* _Text segment_:
______________________________
Can I have already read it before, so I would be discussing it with you but not actually reading it? In that case my vote goes towards American Gods. It's one of my favorite books of all time.
You can vote for a book you've already read. When we've decided on a book, and I post the discussion thread, I'll post some rules for discussion, and a non-compulsory schedule.
If there's a tie, whoever is taking the lead o9n BotM (Freshmaker this month) can select based on his or her decision of which tied book has the most merit. Arbitrary choices aren't always a bad thing.
Normally, I would say that the only way to settle this is naked pudding wrestling. But that would take time, money, and valuable pudding. Plus, I'm pretty sure that at least one of the authors is dead. Keep voting, kids! Only one day left!
I don't like pudding, why not jello? btw Fresh, is there any chance that we could use second and third place suggestions for the months after?
I don't see why not. I think it would be good to include one book that didn't make it in each month's poll. Okay, looks like we have a winner. When I get home from work, I'll post the discussion thread.
I'm not really a fan of Neil Gaiman >_>;;; I'm not complaining (ok I am a little). I guess, I should step out of my comfort zone. With scific/fantasy, I am a fan of Michael Moorcock, Neal Stephenson and CS Lewis. I guess, there's no harm in trying American Gods, since Gaiman seems to have grown up (according to wiki) reading Moorcock and Lewis. Hopefully some of that genius has rubbed off on him.
I was wondering if next time we could start the voting a little sooner so that everyone who wants to participate can get a copy in time. Right now every copy of American Gods is out at my library and there are lots of people ahead.
This might help? Yeah, it was kinda short notice this time, I know. From now on, the voting will start earlier, and you'll have plenty of time.
Harper Collins has an online version free, though it really sucks toenails to have to read such hideously small text. They probably want to force people to buy it instead by making murder on our eyes >>;;
LOL! Haha, hadn't realized. Just typed 'book of the month: october' in search, and this is what I came with. And now that I think of it, it's already November... There isn't a thread for this month's book, isn't there?
I posted a little while back saying I'd get around to restarting it mid-November in time for a Book of the Month December, I'm just swamped with study atm and don't have time for leisurely reading and discussing books..rest assured it will be back though, so feel free to give some suggestions if there's a particular book you wanna do.
Okay, I'll be waiting for the suggestions thread. Until then, I have plenty of new books that are waiting for me.
The Sun Also Rises - Ernest Hemingway I just finally read this a couple weeks ago, and was entranced by its rich characterization through dialogue.
______________________________
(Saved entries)
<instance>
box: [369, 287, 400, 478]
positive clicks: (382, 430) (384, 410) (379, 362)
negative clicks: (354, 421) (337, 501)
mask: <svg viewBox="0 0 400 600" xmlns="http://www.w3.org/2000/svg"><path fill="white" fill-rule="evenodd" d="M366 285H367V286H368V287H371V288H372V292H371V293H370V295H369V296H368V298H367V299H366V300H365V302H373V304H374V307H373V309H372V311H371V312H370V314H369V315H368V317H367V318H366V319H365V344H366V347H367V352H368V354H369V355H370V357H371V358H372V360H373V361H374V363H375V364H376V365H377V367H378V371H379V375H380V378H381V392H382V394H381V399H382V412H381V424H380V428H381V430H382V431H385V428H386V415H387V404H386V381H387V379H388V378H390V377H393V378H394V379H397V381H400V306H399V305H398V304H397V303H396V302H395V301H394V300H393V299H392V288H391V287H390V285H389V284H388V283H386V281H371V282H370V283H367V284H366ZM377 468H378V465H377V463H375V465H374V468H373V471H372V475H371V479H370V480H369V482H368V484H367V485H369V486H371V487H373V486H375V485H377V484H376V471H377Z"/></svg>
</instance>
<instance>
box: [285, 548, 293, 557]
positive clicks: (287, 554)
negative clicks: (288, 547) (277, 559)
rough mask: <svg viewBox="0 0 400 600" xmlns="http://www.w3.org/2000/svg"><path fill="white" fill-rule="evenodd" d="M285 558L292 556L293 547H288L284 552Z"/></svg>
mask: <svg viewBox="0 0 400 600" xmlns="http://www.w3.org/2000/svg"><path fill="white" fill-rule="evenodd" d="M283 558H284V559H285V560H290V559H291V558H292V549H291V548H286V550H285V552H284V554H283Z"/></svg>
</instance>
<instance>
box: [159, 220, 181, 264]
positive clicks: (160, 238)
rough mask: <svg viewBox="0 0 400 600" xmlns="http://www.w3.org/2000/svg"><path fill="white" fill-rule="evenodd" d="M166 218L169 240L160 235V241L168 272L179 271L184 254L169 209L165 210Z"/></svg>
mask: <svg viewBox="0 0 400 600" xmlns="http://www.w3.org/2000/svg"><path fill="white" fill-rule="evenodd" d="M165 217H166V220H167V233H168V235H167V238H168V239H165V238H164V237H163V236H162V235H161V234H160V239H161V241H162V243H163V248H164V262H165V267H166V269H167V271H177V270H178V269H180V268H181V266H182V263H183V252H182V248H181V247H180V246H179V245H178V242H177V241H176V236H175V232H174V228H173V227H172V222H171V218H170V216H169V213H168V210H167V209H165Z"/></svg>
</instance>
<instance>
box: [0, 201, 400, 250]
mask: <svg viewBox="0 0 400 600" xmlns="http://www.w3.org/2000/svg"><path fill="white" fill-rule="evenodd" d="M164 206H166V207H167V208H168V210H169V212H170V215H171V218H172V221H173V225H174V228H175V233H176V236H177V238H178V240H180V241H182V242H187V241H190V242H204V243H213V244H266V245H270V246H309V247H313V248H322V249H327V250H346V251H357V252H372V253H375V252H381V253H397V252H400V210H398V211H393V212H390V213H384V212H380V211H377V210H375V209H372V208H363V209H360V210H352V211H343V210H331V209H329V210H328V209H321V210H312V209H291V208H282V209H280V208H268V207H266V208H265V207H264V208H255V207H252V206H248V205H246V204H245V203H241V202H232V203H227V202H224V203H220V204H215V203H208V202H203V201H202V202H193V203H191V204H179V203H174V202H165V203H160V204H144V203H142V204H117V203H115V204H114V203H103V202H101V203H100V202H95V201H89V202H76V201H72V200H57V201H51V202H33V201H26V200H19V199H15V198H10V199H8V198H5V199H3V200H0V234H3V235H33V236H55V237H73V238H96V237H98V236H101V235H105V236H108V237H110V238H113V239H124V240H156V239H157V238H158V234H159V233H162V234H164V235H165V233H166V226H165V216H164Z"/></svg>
______________________________
* _What you need to do_:
- a) Name every author mentioned in the book-of-the-month thread.
- b) Return, word for word, everything in the book-of-the-month thread from "I don't like" down to "the discussion thread.".

* _Set of answers_:
- a) Neil Gaiman, Michael Moorcock, Neal Stephenson, CS Lewis, Ernest Hemingway

- b)
I don't like pudding, why not jello? btw Fresh, is there any chance that we could use second and third place suggestions for the months after?
I don't see why not. I think it would be good to include one book that didn't make it in each month's poll. Okay, looks like we have a winner. When I get home from work, I'll post the discussion thread.